WHAT YOU WILL DO — Retype each line of the material exactly, please, skipping any picture in it.

Collected data entries
□ □ □ □
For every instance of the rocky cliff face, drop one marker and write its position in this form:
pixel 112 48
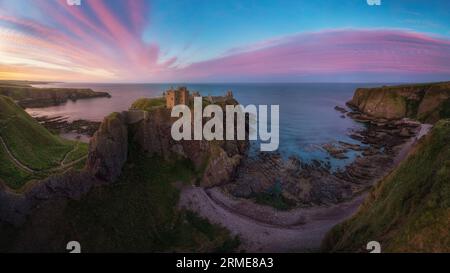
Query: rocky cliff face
pixel 425 102
pixel 409 209
pixel 108 149
pixel 108 152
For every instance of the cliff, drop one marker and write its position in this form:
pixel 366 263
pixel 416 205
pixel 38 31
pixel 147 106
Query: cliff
pixel 408 210
pixel 126 196
pixel 425 102
pixel 28 96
□ □ □ □
COMPLETED TASK —
For every instance of the rocky cliff face, drop one marker and write its position in this form:
pixel 112 48
Query: rocky cliff face
pixel 425 102
pixel 409 209
pixel 108 149
pixel 108 152
For every instance of the cliff, drop one marker and write its position in this form:
pixel 366 263
pixel 416 205
pixel 38 31
pixel 147 106
Query: cliff
pixel 408 210
pixel 126 196
pixel 425 102
pixel 28 96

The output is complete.